## DIRECTION
Pull out every line of the items below that contains the string "person", and copy each one in full. Treat case as significant, so only exact matches in letter case count.

Position identification records
-- begin --

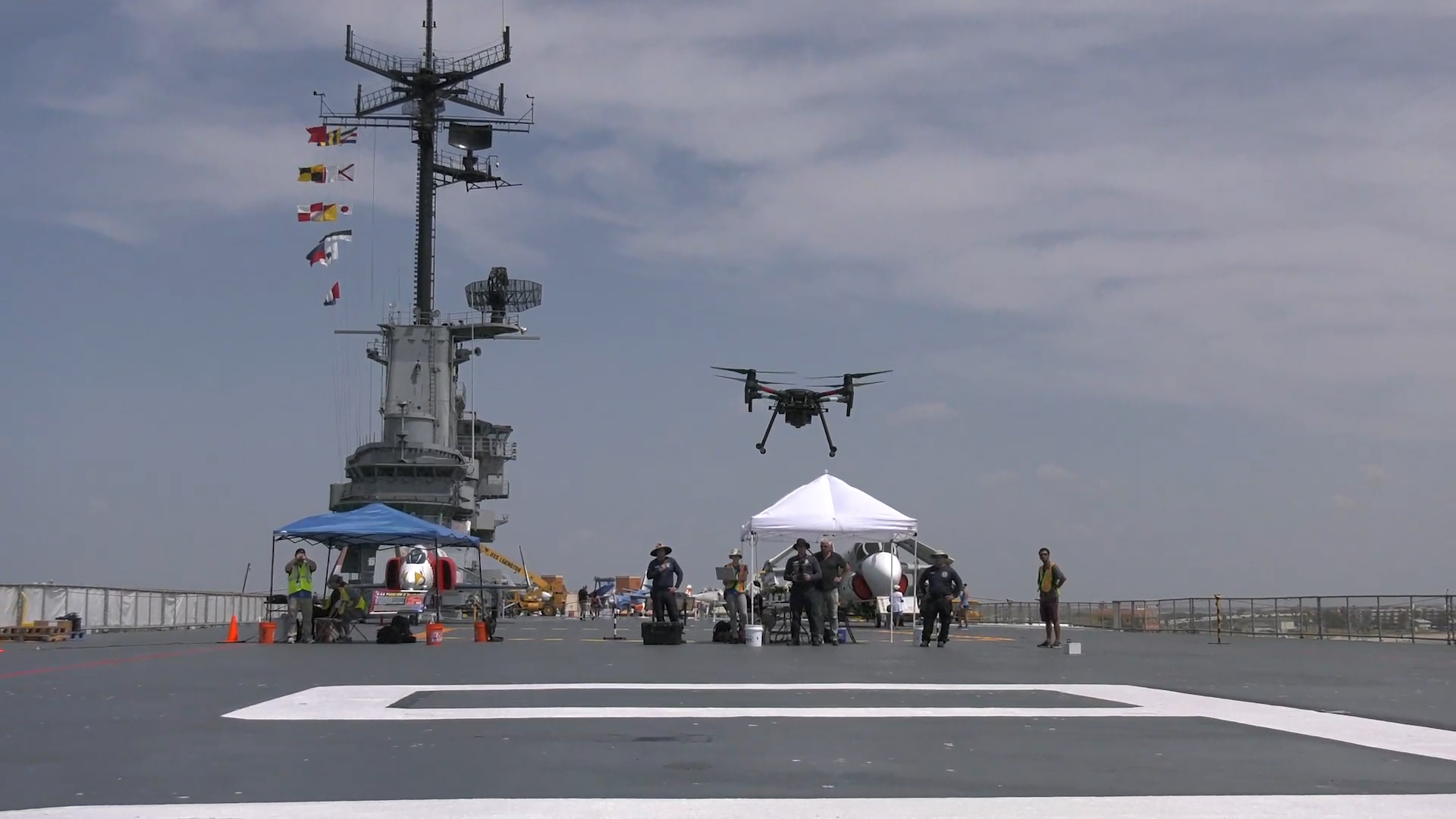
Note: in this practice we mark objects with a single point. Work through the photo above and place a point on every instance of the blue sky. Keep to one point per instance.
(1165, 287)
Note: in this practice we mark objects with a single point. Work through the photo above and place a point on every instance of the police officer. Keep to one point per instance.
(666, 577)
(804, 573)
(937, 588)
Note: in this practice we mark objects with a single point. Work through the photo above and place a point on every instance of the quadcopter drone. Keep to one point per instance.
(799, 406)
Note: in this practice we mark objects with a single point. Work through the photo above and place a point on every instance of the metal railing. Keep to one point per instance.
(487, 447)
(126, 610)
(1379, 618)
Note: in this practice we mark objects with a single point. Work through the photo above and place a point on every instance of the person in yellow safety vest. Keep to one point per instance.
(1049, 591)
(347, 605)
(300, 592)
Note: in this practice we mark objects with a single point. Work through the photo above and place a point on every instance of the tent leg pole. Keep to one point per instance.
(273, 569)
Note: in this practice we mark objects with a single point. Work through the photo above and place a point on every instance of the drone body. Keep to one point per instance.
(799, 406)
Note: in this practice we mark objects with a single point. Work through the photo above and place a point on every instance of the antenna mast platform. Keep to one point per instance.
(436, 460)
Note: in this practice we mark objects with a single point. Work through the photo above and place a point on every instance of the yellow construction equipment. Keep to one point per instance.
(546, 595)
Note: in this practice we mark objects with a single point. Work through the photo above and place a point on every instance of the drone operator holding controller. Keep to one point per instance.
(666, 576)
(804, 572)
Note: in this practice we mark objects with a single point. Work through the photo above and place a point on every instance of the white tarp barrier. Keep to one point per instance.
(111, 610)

-- end --
-- begin --

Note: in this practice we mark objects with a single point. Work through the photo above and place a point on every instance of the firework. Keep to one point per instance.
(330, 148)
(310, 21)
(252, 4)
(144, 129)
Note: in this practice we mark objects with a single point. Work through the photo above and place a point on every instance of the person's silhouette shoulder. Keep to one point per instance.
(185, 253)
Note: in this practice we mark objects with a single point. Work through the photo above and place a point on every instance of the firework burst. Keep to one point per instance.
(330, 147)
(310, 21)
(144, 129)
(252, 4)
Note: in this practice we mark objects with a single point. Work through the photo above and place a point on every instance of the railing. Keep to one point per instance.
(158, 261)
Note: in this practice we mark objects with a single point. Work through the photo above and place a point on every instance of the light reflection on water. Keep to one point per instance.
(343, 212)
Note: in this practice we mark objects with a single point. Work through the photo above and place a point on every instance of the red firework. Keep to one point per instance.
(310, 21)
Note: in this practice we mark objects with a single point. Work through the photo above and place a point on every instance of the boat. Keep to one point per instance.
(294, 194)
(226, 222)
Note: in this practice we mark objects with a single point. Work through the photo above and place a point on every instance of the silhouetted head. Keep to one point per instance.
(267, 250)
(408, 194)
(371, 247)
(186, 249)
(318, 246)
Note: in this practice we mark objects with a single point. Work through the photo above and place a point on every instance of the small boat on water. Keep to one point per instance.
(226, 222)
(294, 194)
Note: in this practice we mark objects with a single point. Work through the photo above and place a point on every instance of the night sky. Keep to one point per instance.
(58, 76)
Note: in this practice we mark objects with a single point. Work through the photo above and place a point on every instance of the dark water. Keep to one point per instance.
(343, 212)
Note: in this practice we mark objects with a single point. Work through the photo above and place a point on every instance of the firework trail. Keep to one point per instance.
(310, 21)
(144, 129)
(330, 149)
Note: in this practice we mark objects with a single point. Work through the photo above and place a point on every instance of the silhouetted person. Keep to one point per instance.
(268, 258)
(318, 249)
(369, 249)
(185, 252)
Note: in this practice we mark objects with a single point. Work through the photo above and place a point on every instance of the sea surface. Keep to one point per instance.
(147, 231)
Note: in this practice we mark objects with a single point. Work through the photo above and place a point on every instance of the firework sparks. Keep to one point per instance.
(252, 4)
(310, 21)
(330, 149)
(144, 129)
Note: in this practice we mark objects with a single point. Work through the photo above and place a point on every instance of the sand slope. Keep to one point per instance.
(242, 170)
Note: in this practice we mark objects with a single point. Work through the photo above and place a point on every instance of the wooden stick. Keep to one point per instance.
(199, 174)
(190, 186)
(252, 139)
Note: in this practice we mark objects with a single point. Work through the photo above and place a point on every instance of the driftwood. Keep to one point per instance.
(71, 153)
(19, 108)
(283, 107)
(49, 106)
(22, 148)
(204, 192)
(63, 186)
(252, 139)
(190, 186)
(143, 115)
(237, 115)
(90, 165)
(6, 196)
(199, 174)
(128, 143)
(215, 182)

-- end --

## WORKED ANSWER
Note: in this practice we mark objects with a single point. Work through the photo above and place a point on every instance of the person in yellow safety vest. Keep to one point per instance.
Note: in this practice we mark objects with a single point. Work through the photo above and place a point on every instance of the person's silhouette shoulder. Keep to one point per instance.
Note: in this practice we mark objects with a single point. Work through the photo above and place a point on every instance of the silhouetted person. Keep to one point per instance.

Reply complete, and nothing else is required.